[Set task] Locate each line of the material below that contains the word "hilltop" and copy those lines.

[Point annotation material]
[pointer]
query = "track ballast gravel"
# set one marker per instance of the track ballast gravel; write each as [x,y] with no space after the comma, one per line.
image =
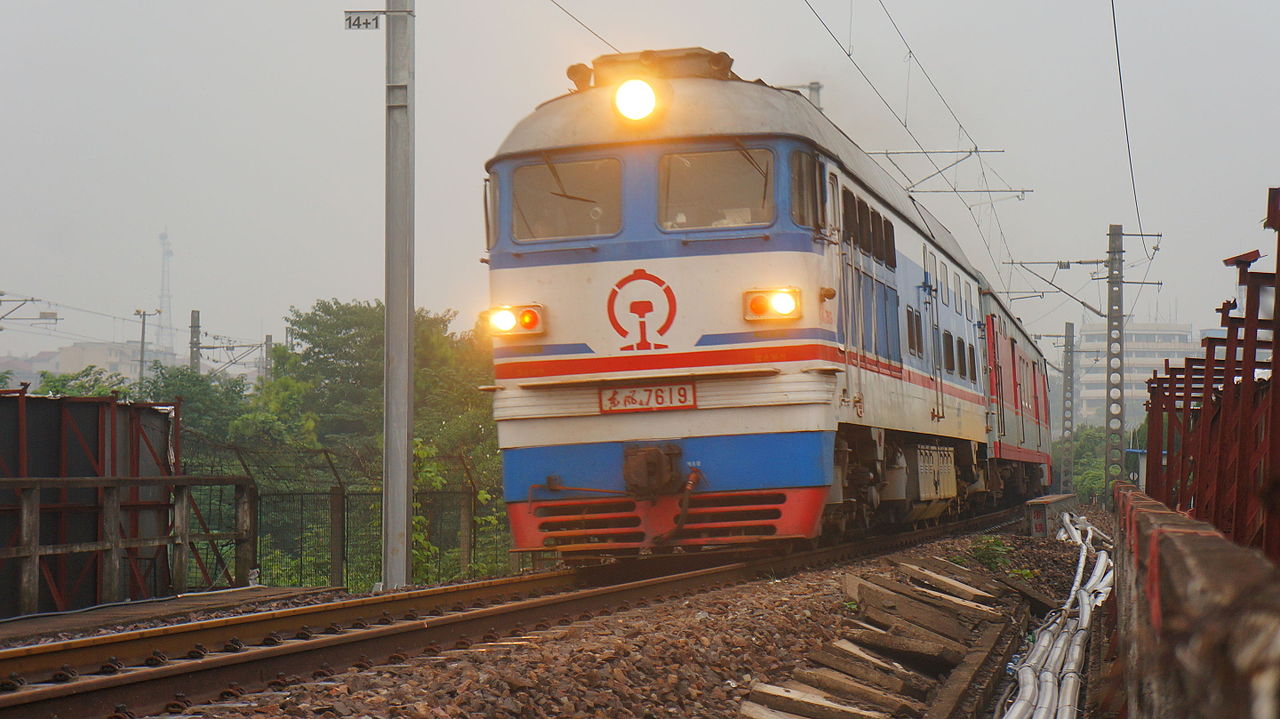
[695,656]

--

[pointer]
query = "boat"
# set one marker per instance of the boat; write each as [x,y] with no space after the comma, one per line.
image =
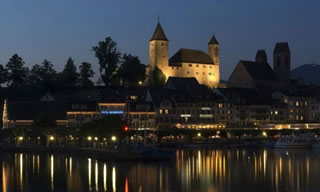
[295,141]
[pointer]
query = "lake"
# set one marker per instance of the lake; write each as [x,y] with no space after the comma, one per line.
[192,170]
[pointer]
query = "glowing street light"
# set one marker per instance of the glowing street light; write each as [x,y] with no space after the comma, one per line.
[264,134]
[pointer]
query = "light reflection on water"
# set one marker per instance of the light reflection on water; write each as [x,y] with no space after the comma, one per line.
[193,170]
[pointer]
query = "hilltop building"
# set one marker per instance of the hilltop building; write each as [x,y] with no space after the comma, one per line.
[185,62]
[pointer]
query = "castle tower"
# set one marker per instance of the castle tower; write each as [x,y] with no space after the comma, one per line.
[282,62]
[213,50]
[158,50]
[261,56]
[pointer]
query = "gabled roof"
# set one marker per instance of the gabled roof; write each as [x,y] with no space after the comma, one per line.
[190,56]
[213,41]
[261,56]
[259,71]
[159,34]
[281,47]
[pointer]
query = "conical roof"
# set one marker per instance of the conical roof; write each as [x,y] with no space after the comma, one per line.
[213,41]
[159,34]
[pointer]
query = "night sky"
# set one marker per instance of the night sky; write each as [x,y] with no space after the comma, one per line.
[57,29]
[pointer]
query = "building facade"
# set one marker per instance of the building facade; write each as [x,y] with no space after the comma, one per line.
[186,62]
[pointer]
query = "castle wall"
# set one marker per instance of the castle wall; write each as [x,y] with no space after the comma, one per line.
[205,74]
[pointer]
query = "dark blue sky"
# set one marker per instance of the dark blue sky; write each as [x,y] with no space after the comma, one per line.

[Solution to the exercise]
query = "hilltop building"
# set one marker per instance of the hilltop building; write each as [x,y] with no space after the comma, one per line.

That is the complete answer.